**TEXT**
++++++++++++++++++++

Adcock Ingram’s shares fell by more than 3 percent yesterday morning after the South African pharmaceutical manufacturer reported a double-digit decline in its half-year earnings, due to a low number of patients consulting doctors and the postponement of elective surgeries.
Adcock’s headline earnings a share (Heps) declined by 14.6 percent to 186.5 cents a share for the six months to the end of December, down from 218.5c compared with last year.
Chief executive Andy Hall said the results were achieved in a challenging trading and operating environment, with the uncertainty that the Covid-19 pandemic continues to bring.
“Despite these challenges, Covid19 has also presented the company with opportunities to adapt to the ever-changing environment, and at the same time deliver on our promise of ‘adding value to life’ by producing and supplying life-saving and acute medicines, especially at a time when they are needed the most,” Hall said.
Group turnover rose by 4 percent to R3.8 billion.
Its price realisation was 4.7 percent, slightly ahead of the single exit price increase of 4.5 percent awarded in February last year, while organic volumes declined by 6 percent, mainly as a result of the absence of a cold and flu season that severely impacted the over-the-counter (OTC) division, where cough and cold formulations normally make up 40 percent of their portfolio.

++++++++++++++++++++

(Image point grounding rows)
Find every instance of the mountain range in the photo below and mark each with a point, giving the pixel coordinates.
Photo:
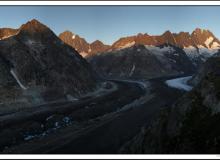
(37, 67)
(200, 41)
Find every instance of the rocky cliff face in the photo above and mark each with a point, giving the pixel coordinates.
(142, 61)
(39, 65)
(81, 45)
(191, 125)
(7, 32)
(199, 45)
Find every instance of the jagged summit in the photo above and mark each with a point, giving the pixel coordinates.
(34, 26)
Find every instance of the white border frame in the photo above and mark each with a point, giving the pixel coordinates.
(108, 156)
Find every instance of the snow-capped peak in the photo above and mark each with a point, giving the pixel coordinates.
(208, 41)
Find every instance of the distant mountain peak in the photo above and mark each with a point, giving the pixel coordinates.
(34, 26)
(97, 42)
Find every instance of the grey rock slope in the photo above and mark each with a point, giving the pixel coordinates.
(191, 125)
(37, 63)
(140, 61)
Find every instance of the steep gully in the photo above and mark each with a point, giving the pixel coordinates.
(97, 124)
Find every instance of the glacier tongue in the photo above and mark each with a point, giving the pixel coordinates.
(180, 83)
(17, 79)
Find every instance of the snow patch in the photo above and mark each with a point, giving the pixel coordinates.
(215, 45)
(158, 50)
(17, 79)
(127, 45)
(180, 83)
(208, 41)
(84, 54)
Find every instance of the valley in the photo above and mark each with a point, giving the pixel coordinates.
(99, 124)
(63, 95)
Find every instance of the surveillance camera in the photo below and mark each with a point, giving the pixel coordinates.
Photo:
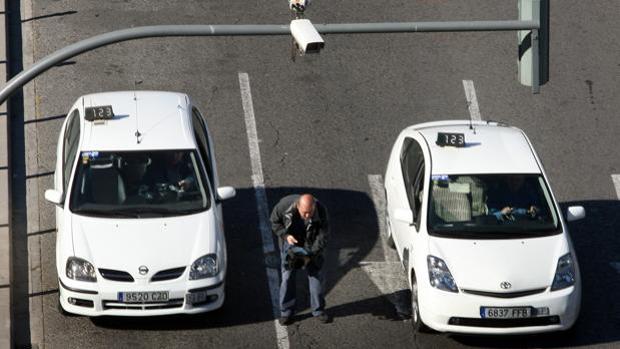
(306, 37)
(298, 5)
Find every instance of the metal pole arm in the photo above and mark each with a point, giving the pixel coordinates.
(247, 30)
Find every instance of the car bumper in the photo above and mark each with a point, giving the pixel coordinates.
(460, 312)
(101, 299)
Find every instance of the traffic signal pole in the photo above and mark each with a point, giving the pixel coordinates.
(251, 30)
(530, 67)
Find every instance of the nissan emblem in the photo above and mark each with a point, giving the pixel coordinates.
(505, 285)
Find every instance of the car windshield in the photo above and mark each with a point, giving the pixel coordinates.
(139, 184)
(491, 206)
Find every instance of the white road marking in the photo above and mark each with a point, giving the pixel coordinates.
(258, 181)
(616, 180)
(472, 100)
(387, 275)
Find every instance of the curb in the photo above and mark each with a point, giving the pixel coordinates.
(5, 290)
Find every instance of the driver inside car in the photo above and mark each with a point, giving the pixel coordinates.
(514, 197)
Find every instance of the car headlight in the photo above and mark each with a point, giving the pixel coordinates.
(564, 273)
(204, 267)
(80, 270)
(439, 275)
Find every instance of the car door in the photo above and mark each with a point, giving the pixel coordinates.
(67, 148)
(407, 196)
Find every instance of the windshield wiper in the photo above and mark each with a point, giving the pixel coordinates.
(105, 213)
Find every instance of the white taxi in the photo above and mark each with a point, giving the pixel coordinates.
(138, 207)
(477, 228)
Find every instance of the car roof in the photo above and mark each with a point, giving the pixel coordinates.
(490, 147)
(162, 119)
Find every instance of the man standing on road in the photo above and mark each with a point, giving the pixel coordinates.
(300, 221)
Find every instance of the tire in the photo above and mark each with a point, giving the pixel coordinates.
(416, 321)
(388, 232)
(62, 310)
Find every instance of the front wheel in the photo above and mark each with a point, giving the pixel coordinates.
(416, 321)
(388, 232)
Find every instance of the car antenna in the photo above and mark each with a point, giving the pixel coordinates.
(135, 98)
(471, 120)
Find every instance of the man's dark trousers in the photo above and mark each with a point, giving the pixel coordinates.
(288, 287)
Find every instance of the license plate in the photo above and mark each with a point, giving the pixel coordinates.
(505, 312)
(196, 297)
(143, 297)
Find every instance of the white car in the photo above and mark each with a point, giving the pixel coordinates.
(138, 207)
(478, 231)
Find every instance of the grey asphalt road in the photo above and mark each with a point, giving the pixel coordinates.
(325, 123)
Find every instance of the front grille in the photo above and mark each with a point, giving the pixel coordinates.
(504, 323)
(116, 275)
(505, 294)
(168, 274)
(172, 303)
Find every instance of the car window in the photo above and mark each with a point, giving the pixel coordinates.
(418, 193)
(412, 159)
(491, 206)
(139, 183)
(203, 143)
(70, 144)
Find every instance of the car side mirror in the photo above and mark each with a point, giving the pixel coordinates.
(225, 193)
(403, 215)
(54, 196)
(575, 213)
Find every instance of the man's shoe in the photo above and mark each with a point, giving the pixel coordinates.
(285, 320)
(324, 318)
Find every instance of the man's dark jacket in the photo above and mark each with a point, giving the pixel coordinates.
(285, 216)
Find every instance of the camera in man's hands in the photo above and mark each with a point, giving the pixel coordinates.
(296, 259)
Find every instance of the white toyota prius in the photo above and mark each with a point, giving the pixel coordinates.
(479, 232)
(138, 207)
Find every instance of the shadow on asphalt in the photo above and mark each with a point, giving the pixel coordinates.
(353, 227)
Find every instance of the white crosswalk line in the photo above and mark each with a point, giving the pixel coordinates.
(387, 275)
(472, 100)
(261, 205)
(616, 180)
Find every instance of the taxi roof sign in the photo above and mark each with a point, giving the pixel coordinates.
(101, 112)
(450, 139)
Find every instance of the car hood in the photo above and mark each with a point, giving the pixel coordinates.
(482, 265)
(157, 243)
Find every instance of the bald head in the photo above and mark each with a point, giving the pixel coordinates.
(305, 206)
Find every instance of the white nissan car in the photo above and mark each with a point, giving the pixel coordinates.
(479, 232)
(138, 207)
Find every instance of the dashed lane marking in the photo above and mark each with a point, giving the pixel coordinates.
(261, 205)
(387, 275)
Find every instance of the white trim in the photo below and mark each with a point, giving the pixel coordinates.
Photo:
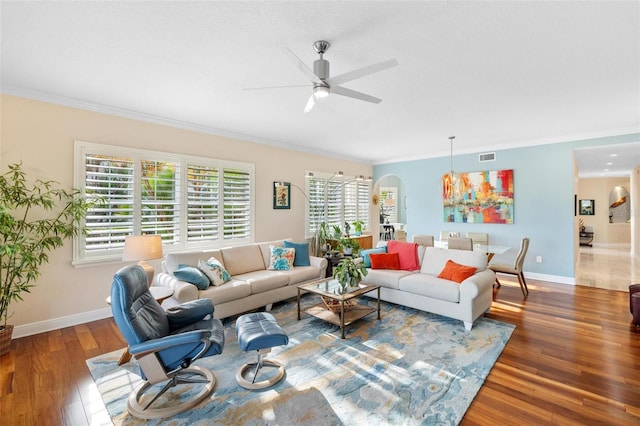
(62, 322)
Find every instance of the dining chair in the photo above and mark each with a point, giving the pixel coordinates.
(515, 268)
(479, 237)
(460, 243)
(423, 240)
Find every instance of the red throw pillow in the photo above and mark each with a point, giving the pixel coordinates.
(407, 253)
(456, 272)
(384, 261)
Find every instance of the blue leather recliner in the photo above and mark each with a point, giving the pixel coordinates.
(165, 344)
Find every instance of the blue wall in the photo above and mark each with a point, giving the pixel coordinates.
(543, 200)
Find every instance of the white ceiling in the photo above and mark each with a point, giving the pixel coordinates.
(496, 74)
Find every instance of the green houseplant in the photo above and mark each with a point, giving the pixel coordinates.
(349, 246)
(349, 273)
(35, 219)
(358, 225)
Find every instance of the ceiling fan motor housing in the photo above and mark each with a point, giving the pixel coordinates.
(321, 68)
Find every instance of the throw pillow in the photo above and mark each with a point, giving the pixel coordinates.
(364, 254)
(214, 270)
(407, 253)
(456, 272)
(301, 257)
(384, 261)
(192, 275)
(281, 258)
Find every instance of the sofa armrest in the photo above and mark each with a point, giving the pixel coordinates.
(182, 290)
(476, 284)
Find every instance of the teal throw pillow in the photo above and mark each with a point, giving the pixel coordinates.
(365, 255)
(301, 257)
(282, 258)
(214, 270)
(192, 275)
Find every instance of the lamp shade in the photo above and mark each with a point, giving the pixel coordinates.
(142, 247)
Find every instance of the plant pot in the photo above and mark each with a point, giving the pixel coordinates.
(5, 339)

++++++++++++++++++++

**REQUIRED WORK**
A. Using the Adcock Ingram text, say whether each statement agrees with it, answering yes or no and quoting the deciding words: (i) Headline earnings a share dropped to 186.5 cents; (ii) Group turnover fell by 4 percent; (iii) Price realisation came in above the single exit price increase.
B. Summarize the Adcock Ingram text in two sentences.
The rows are separate material and have no connection to the Adcock Ingram text.

**YOUR RESPONSES**
A.
(i) Yes: "declined by 14.6 percent to 186.5 cents a share"
(ii) No: "Group turnover rose by 4 percent to R3.8 billion."
(iii) Yes: "slightly ahead of the single exit price increase of 4.5 percent"

B. Adcock Ingram's shares fell by more than 3 percent after the company reported a 14.6 percent drop in headline earnings a share to 186.5 cents for the six months to the end of December, due to fewer patients consulting doctors and postponed elective surgeries. Group turnover rose by 4 percent to R3.8 billion, but organic volumes declined by 6 percent, mainly because the absence of a cold and flu season severely impacted the over-the-counter division.